Records for this task:
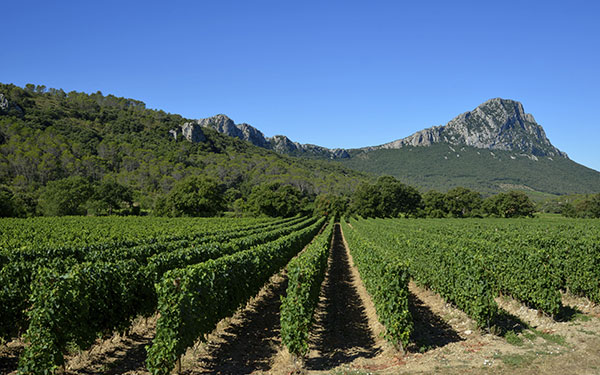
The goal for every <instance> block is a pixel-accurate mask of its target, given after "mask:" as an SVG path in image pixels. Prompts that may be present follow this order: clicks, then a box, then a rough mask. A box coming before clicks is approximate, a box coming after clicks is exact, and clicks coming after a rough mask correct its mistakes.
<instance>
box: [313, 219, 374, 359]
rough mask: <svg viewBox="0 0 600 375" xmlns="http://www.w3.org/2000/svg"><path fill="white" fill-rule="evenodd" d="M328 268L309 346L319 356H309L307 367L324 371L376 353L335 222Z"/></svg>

...

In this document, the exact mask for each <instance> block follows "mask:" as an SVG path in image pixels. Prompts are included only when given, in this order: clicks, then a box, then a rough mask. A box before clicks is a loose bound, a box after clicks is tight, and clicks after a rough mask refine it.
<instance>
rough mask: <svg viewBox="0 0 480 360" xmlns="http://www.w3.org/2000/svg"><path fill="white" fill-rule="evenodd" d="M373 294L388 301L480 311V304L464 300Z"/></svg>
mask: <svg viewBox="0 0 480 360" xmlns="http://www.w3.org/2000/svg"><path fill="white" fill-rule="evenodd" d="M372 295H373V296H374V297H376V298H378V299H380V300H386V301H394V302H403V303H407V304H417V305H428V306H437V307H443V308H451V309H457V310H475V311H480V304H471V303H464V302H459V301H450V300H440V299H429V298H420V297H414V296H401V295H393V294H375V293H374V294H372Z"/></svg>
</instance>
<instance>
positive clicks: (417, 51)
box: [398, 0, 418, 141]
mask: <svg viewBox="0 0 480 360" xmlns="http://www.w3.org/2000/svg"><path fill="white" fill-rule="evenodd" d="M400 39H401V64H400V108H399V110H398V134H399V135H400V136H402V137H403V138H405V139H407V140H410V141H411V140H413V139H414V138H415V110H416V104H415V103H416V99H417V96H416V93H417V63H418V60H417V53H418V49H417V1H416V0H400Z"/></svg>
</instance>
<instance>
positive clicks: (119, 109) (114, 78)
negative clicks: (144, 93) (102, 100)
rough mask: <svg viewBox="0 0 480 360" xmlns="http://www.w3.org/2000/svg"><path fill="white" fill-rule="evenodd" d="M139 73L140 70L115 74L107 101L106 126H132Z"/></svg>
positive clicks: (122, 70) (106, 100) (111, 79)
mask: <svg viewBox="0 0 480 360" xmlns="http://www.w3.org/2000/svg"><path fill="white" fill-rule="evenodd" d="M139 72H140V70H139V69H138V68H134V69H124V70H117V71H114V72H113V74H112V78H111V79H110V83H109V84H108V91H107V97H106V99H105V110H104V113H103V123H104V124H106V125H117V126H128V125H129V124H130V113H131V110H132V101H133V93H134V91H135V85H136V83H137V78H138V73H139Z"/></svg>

What to do: From the records above, quote only the lines running from the line with "The goal for" to the line with "box: [313, 219, 374, 359]", both lines included.

Expected answer:
The goal for every <instance> block is a pixel-accurate mask of its target, given after "mask:" as an SVG path in image pixels. Prompts that may be present follow this order: clicks, then a box, then a rough mask. A box coming before clicks is approximate, a box coming after clicks is exact, and clicks coming after a rough mask correct its mistakes.
<instance>
box: [313, 219, 374, 359]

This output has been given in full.